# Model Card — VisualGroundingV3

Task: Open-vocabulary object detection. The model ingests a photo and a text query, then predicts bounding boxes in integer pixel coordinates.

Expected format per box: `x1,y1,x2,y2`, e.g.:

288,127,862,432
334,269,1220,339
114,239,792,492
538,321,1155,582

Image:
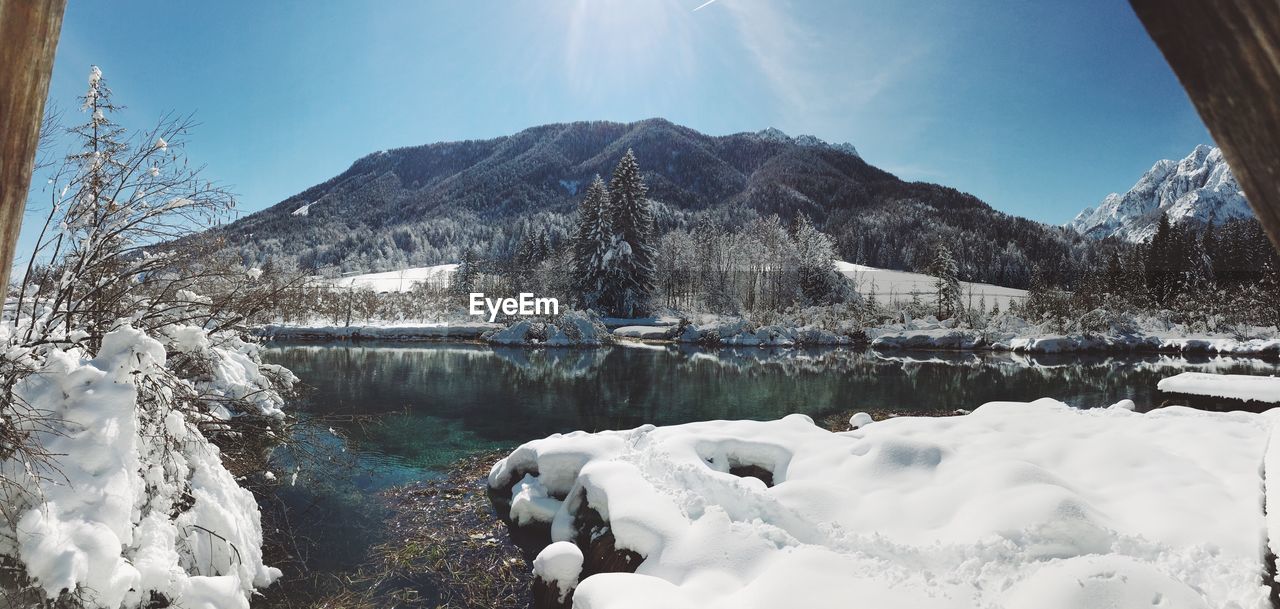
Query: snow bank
871,315,1280,356
1,326,280,608
870,328,982,350
612,325,677,340
599,315,683,329
491,400,1275,608
675,317,854,347
259,321,498,341
1158,372,1280,404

■ PROMPT ■
Repeat exactly the lines from the one holding "Expected format per" through the last line of the entries, both included; the pictures do not belong in the copy.

■ EXPECTED ANSWER ■
Expected format per box: `x1,y1,x2,y2`, e.g.:

288,127,862,432
334,269,1220,339
114,239,792,492
538,321,1155,582

Image:
Query: snow bank
871,315,1280,356
1,326,280,608
870,328,982,350
612,325,677,340
599,315,683,329
491,400,1275,608
675,317,854,347
259,321,498,341
1158,372,1280,404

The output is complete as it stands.